╭─ Source text
Let C be the circle $$x^{2} + y^{2} + 4x - 6y - 3 = 0$$ and L be the locus of the point of intersection of a pair of tangents to C with the angle between the two tangents equal to $$60^{\circ}$$. Then, the point at which L touches the line $$x$$ = 6 is
Given equation of circle = $$x^{2} + y^{2} + 4x - 6y - 3 = 0$$
Center of the circle is (-2,3) and radius of the circle = $$\sqrt{\ g^2+f^2-c}=\sqrt{\ 4+9+3}=4$$
Let us assume the point of the intersection of the tangents is ( h,k)
The angle made by the line joining (h,k) to the centre makes an angle of 30 degrees with the tangent, and sin(30) will be the ratio of the radius and the distance between the center and (h,k)
=> $$\sin\left(30\right)=\dfrac{4}{\sqrt{\left(\ h+2\right)^2+\left(k-3\right)^2}}$$
Squaring on both sides:
$$\dfrac{1}{4}=\dfrac{16}{\left(h+2\right)^2+\left(k-3\right)^2}$$
=> $$\left(h+2\right)^2+\left(k-3\right)^2=64$$
When x = 6 => h = 6 => $$64+\left(k-3\right)^2=64$$ => k = 3.
=> required point is (6,3)
A quadrilateral ABCD is inscribed in a circle such that AB : CD = 2 : 1 and BC : AD = 5 : 4. If AC and BD intersect at the point E, then AE : CE equals
Given ABCD is a cyclic quadrilateral.
Angle ADB = Angle ACB (Angle subtended by chord on the same side of arc)
Angle DAC = Angle DBC (Angle subtended by chord on the same side of arc)
=> Triangles AED and BEC are similar triangles
Similarly triangles AEB and DEC are also similar using AA similarity property.
Now, given that AB : CD = 2 : 1 and BC : AD = 5 : 4
AE/BE = AD/BC = 4/5 (Similar Triangles AED and BEC)
BE/CE = AB/CD = 2/1 (Similar Triangles AEB and DEC)
╰─
Work to complete:
Do these statements agree with the geometry solutions? For each, answer yes or no and quote the words from the text that decide it.
(a) The center of circle C is at (2, -3).
(b) The locus L touches the line x = 6 at the point (6, 3).
(c) Triangles AED and BEC are shown to be similar.
╭─ Information shown
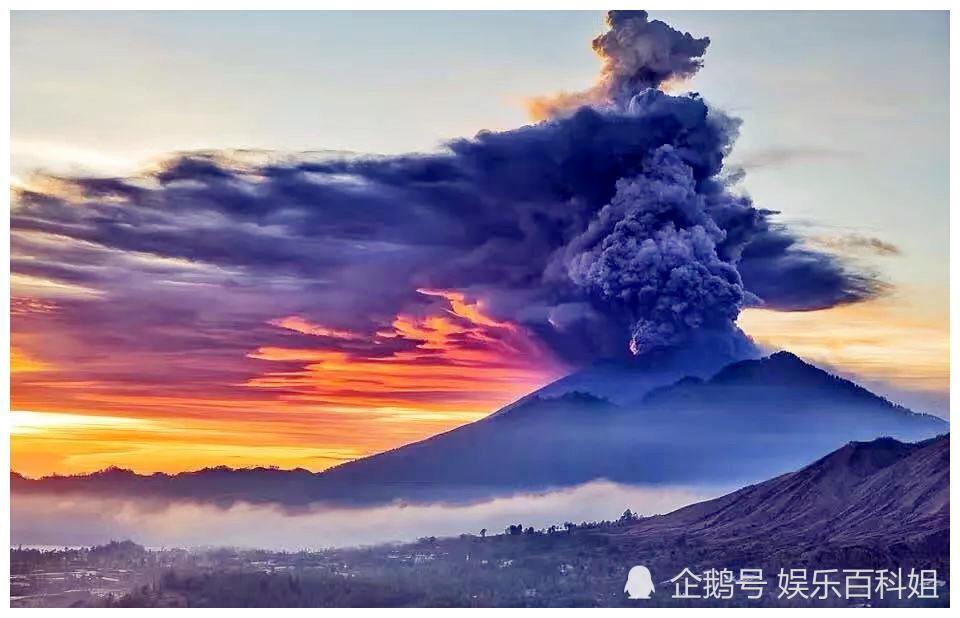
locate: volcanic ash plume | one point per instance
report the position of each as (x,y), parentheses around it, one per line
(607,230)
(637,54)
╰─
Task result:
(a) No: "Center of the circle is (-2,3)"
(b) Yes: "required point is (6,3)"
(c) Yes: "Triangles AED and BEC are similar triangles"